[BEGIN Excerpt]

You might notice that we can rewrite $[\mathrm{HA}]$ as:

$$[\mathrm{HA}]=c_0-\frac{x}{V_i}=c_0-[\mathrm{H}{}_3\mathrm{O}{}^{+}]$$

As a result, the expression for $K_a$ becomes:

$$K_a=\frac{[\mathrm{H}{}_3\mathrm{O}{}^{+}{]}^2}{c_0-[\mathrm{H}{}_3\mathrm{O}{}^{+}]}\text{\hspace{1em}(3)}$$

because $c_0$ and $K_a$ are known, we can solve for $[\mathrm{H}{}_3\mathrm{O}{}^{+}]$ and then find the pH.

A small elephant

The solution with explicit consideration of the volume above may seem a bit unorthodox to you; after all, why can’t we just say let’s say we had $c_0$ M of $\mathrm{HA}$, then $x$ M reacted:

	$\mathrm{HA}$	$\mathrm{A}{}^{-}$	$\mathrm{H}{}_3\mathrm{O}{}^{+}$
Initial concentration	$c_0$	0	0
Reacted	$-x$	$+x$	$+x$
Final concentration	$c_0-x$	$x$	$x$

and so $K_a$ becomes:

$$K_a=\frac{x^2}{c_0-x}\text{\hspace{1em}(4)}$$

seeing that $[\mathrm{H}{}_3\mathrm{O}{}^{+}]=x$, you know that if you solve for $x$, you can find $[\mathrm{H}{}_3\mathrm{O}{}^{+}]$.

[END Excerpt]
[BEGIN Records provided]

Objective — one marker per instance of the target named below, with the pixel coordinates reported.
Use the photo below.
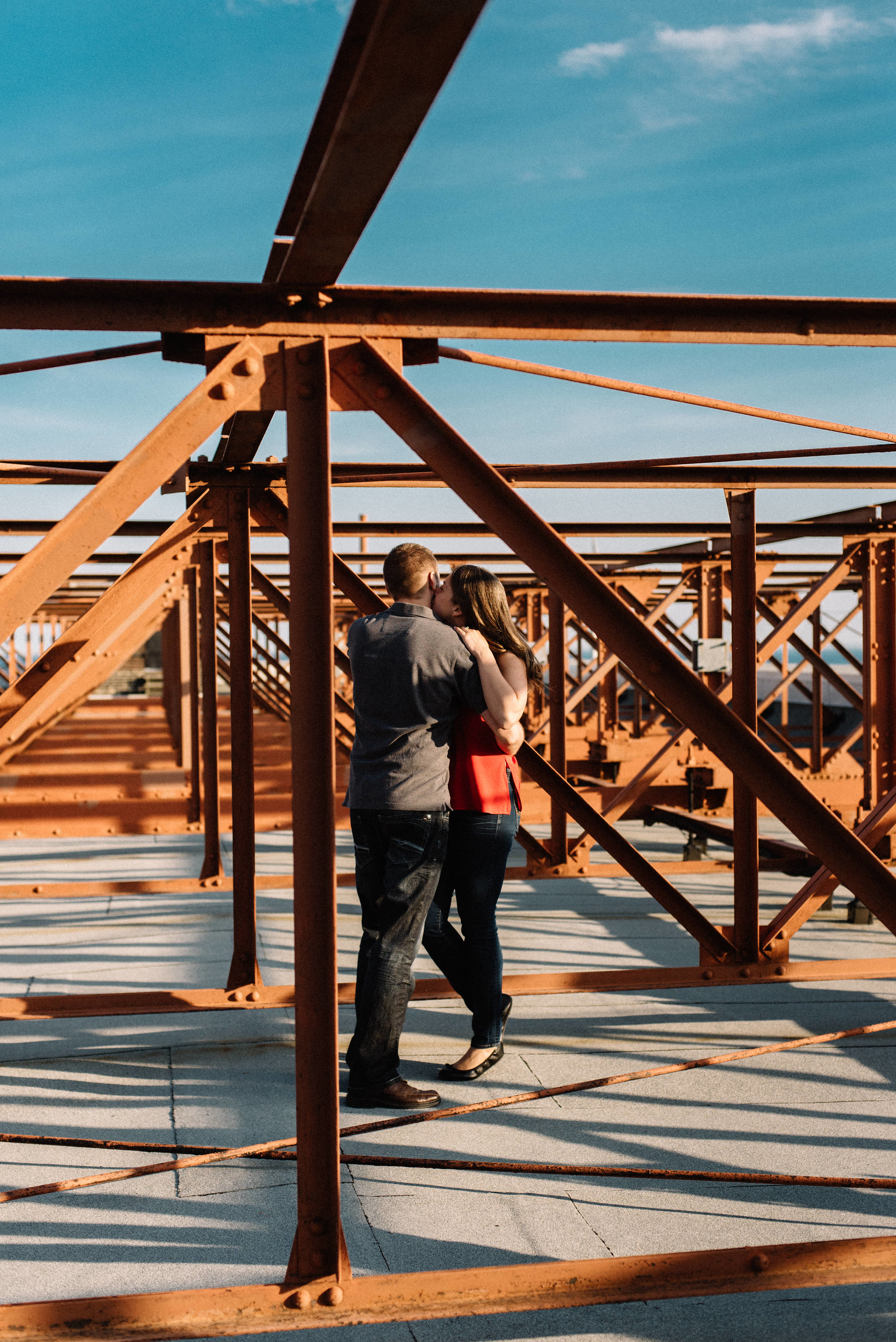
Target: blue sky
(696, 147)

[END Records provided]
[BEGIN Records provided]

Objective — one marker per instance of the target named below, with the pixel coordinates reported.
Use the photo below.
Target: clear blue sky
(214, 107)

[END Records provided]

▶ [Exercise description]:
Please pick up the passage on weak-acid pH above and carry it on past its final sentence.

▶ [Result of the exercise]:
The problem with this approach is that it’s fundamentally incorrect. You cannot add (or subtract) concentrations. Concentrations (as most other relative properties) are not additive. You can add/subtract moles simply because moles is a direct metric of countable quantity. 5 apples plus 3 apples is 8 apples. 5 molecules plus 3 molecules is 8 molecules.

Now tell me how many apples per bag will you have if I give you 5 apples per bag and 3 apples per bag? Can you answer that question without me specifying how many bags do I give you? No. What if I give you 2 bags with 10 apples (5 apples per bag) and another bag with 3 apples? Or what if I give you 1 bag with 5 apples and 1 bag with 3 apples. The answer inherently depends on the number of bags and in either case you’ll not get 8 apples per bag. The only way to get 5 apples/bag + 3 apples/bag to be equal to 8 apples/bag is if you keep only one bag and add every apple to it.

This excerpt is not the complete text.